◆ **Dataset extract**
══════════════════════════════

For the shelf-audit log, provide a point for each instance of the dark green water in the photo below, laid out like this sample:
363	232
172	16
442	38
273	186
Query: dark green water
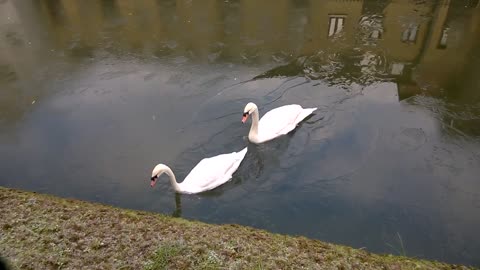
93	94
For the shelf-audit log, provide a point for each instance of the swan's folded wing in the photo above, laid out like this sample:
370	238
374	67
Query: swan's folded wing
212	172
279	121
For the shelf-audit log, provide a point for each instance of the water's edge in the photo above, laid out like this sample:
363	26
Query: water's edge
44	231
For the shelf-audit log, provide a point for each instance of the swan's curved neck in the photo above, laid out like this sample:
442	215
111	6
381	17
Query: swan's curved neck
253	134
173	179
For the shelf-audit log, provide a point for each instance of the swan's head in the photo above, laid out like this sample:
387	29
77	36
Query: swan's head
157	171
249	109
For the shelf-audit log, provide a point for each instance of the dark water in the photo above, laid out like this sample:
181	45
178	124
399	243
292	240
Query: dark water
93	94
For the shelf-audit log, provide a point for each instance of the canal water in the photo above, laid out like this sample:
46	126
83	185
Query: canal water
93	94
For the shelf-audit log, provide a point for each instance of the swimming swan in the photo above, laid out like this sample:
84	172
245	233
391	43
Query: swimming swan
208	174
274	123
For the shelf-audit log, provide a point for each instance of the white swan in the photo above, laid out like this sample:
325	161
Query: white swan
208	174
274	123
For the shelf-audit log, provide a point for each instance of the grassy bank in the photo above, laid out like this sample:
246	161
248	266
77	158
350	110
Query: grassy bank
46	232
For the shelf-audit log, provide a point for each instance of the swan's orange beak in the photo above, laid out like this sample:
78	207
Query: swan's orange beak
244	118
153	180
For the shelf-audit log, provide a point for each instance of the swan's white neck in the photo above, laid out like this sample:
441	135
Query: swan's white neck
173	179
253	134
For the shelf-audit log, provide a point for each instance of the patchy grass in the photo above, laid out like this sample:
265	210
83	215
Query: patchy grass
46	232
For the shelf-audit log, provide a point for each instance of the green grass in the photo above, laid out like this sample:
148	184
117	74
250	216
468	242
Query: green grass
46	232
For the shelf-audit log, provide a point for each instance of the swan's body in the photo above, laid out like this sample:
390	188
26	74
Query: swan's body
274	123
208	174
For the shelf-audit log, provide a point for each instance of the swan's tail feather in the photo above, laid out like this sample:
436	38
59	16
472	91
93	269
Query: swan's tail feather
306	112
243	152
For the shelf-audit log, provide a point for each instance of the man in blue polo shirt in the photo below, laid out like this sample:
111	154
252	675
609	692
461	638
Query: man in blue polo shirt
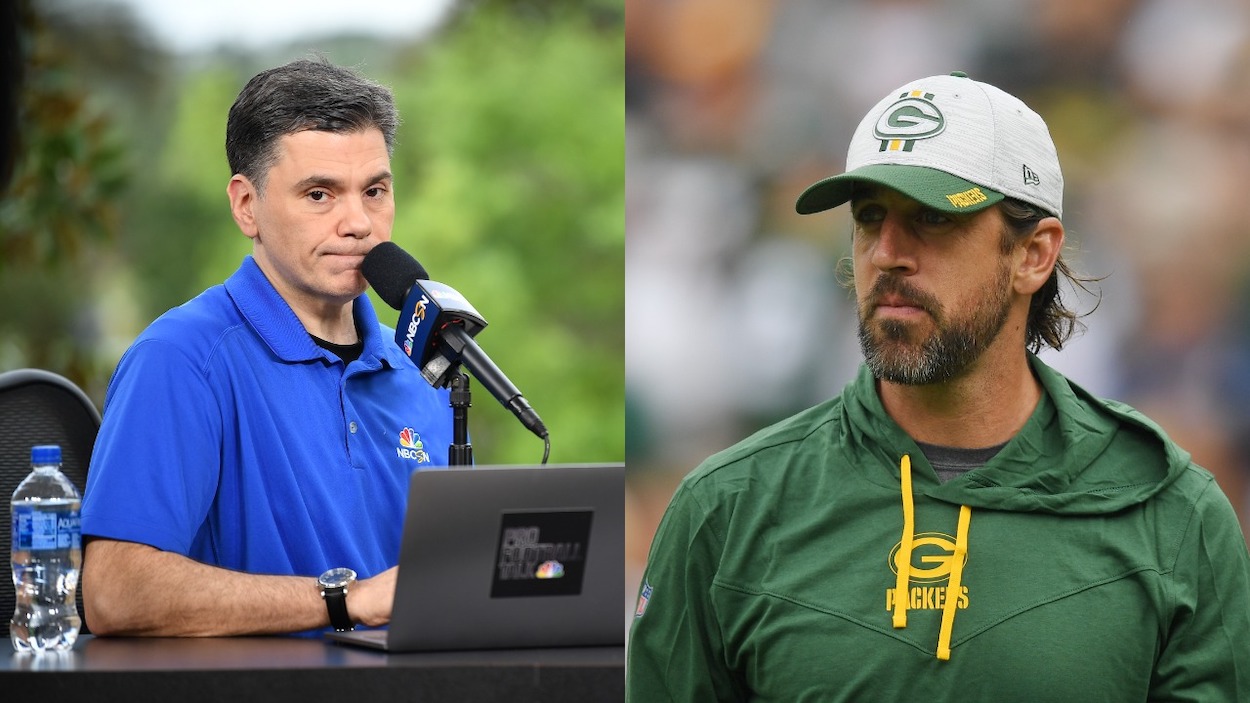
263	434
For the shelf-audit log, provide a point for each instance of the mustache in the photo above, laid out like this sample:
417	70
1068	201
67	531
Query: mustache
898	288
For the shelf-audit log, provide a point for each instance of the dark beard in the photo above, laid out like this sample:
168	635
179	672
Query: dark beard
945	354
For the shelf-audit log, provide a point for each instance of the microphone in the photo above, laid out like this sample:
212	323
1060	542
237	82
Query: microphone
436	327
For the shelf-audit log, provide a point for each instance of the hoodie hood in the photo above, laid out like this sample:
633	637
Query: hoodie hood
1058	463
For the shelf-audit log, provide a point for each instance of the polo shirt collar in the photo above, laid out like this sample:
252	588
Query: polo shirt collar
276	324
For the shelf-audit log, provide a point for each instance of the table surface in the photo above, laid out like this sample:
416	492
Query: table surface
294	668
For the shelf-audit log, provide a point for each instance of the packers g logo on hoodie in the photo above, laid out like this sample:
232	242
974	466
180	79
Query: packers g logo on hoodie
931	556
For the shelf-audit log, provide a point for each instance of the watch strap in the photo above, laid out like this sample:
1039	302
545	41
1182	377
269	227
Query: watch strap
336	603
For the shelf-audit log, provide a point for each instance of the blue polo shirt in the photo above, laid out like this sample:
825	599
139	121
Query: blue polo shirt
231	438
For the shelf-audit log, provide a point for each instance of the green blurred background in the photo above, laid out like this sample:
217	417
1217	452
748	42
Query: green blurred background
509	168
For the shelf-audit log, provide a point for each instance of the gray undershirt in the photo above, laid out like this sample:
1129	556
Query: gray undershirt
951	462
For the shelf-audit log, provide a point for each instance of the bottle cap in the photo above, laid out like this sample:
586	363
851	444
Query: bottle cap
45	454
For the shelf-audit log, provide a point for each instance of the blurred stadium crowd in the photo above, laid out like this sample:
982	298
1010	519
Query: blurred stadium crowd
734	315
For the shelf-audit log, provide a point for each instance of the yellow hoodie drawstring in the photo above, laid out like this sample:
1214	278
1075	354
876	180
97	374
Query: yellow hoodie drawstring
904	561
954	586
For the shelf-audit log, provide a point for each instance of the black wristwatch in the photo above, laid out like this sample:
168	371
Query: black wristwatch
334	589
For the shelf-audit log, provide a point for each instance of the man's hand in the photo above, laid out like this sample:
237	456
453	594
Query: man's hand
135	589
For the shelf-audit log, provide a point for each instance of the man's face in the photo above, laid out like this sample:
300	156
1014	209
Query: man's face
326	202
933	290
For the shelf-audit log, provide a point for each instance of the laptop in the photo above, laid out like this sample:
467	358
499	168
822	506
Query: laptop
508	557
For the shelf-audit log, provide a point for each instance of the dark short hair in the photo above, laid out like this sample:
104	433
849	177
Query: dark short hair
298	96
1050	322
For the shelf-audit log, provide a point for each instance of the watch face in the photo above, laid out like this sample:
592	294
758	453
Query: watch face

══════════════════════════════

◆ **Stated task**
Each record above should come back exactly the same, only without its pictures.

◆ **Response for this exercise**
For the shelf-audit log, provide a point for each instance of the dark green water in the photo below, laid out like this sample:
363	232
172	16
442	38
273	186
Query: dark green water
93	94
For the shelf-audit log, provide a point for each instance of the swan's folded wing in the photo above, laid out like this sample:
370	238
374	67
Query: swan's folded wing
212	172
279	121
For the shelf-audit log, provide a point for each instance of the water's edge in the photo above, laid out like this sample:
363	26
Query: water's edge
44	231
For the shelf-audit log, provide a point for each instance of the swan's curved neck in the photo above, laid out like this sample:
442	215
111	6
381	17
Query: swan's curved neck
253	134
173	179
For the shelf-audit log, provide a point for each instance of the swan's head in the photo above, laid out like this sample:
387	29
77	36
Query: swan's head
157	171
249	109
For the shelf-audit log, provide a point for each instance of the dark water in the photo above, laid out like this sample:
181	45
178	124
399	243
292	240
Query: dark water
93	94
For the shelf-audit log, provide a point for each instance of the canal water in the photo above, laid out like this sample:
46	126
83	185
Query: canal water
93	94
For the shelf-audit log, provide a point for each instance of the swimming swan in the photo above, laid out like this sample:
84	172
245	233
391	43
Query: swimming swan
208	174
274	123
For the shelf-audit log, provide a point for each instance of the white swan in the photo above, laid out like this sample:
325	161
Query: white swan
208	174
274	123
For the shelf-audit log, provide a point for each instance of the grassy bank in the photo above, laid out like this sample:
246	161
248	266
77	158
350	110
Query: grassy bank
46	232
For the shelf-audit log, provide a point for each instance of the swan's orange beak in the photo above, laid out like this sample:
78	207
Query: swan's orange beak
244	118
153	180
For the shelf-audit log, provide a point for each instance of the swan's white neck in the photo above, laid out like this sample:
441	135
Query: swan's white neck
173	179
253	134
For the shelf-audit log, provide a point for each instance of the patchy grass in the photo above, laid out like this sample:
265	210
83	215
Query: patchy grass
46	232
For the shelf-audit log, provide a point for each instance of the green grass in the photo above, laid out like this sample:
148	184
117	74
250	216
468	242
Query: green grass
46	232
For the shelf-audit log, provide a point for each instance of the swan's body in the photo above, laid out like this sample:
390	188
26	74
Query: swan's body
274	123
208	174
For the shelf-audit log, provide a point for each instance of the swan's tail feather in the photo above, laid out like this sample:
436	38
59	16
472	91
93	269
Query: swan's tail feather
306	112
243	152
For the shelf-audit log, provide a point for each instance of the man in blue polo shirt in the photo below, laid out like this sample:
111	154
252	675
609	692
461	638
Query: man in blue polo shirt
263	434
For the shelf-audit log, provide a point for each instance of the mustache in the photo above, laid out like this sample:
417	70
1068	201
67	531
Query: mustache
898	288
For the shelf-audit log, provide a point for each instance of the dark beard in the photo above, laid out like this sample:
168	635
179	672
Query: dark beard
945	354
For the shelf-audit log, provide a point for each instance of the microphone in the photo above, laid out like this sample:
212	323
1060	542
237	82
Query: microphone
436	327
For the shelf-audit log, provide a point for each instance of the hoodie hood in the photo above, laid out like this sample:
633	637
Query: hoodie hood
1058	463
For the shelf-audit log, provide a point for each instance of the polo shirt collar in the photo above, laid out like this sample:
252	588
Query: polo shirt collar
276	324
For the shelf-audit log, provide a point for each instance of the table surface in the photo above, laid out like this sample:
416	492
Query: table surface
294	668
For the shelf-audit log, provide a point for each instance of the packers g logo on hoodie in the photo above, laid out like this sample:
232	242
974	466
180	79
Query: packers g logo on hoodie
931	556
For the shelf-audit log, provide a point for each instance of the watch strap in the photo above, laid out like this sample:
1039	302
545	41
1182	377
269	227
Query: watch strap
336	603
For the shelf-audit log, provide a point for each instance of the blue polo shirt in the photo above, laid out like this sample:
825	599
139	121
Query: blue polo shirt
231	438
For the shelf-audit log, provide a point for each instance of the green blurred background in the photo above, laid out like this sample:
217	417
1217	452
748	42
Query: green blurred background
509	168
For the shelf-audit log, provide a point for each instance of the gray undershirt in the photo above, laid out like this sample:
1129	556
Query: gray undershirt
951	462
For the shelf-audit log, provide a point for each instance of the bottle cap in the photo above, laid out like this sample:
586	363
851	444
Query: bottle cap
45	454
For the shelf-audit log, provide a point for each instance of the blurred stadium crowd in the photo above, laid out like this sample:
982	298
1010	519
Query: blurred stadium crowd
734	315
For the shelf-audit log, provide a point for each instance of the yellow hoodie drawstring in the photo above, laid out like this sample:
1214	278
1075	354
876	180
97	374
Query: yellow hoodie drawstring
904	561
954	586
For the shelf-audit log, provide a point for each instance of the black wristwatch in the photo above, laid out like this sample:
168	371
Query: black wristwatch
334	589
For the shelf-audit log, provide a point for each instance of the man's hand in the photo above, laid out like this sample:
237	456
453	594
Query: man's hand
135	589
For the shelf-audit log, provide a point for each instance of the man's face in the photo above, laid out like this sample:
300	156
1014	209
Query: man's face
326	202
933	290
For the shelf-audit log, provide a point for each instance of the laptop in the photo above, laid out like this sample:
467	358
499	168
822	506
Query: laptop
508	557
For the shelf-audit log, provide a point for each instance of the dark short hair in the photo above, laid out like this sample:
104	433
849	177
Query: dark short hair
298	96
1050	322
For the shelf-audit log, provide a point for each instance of the watch face in the photo above, laid out like this sample:
592	294
758	453
Query: watch face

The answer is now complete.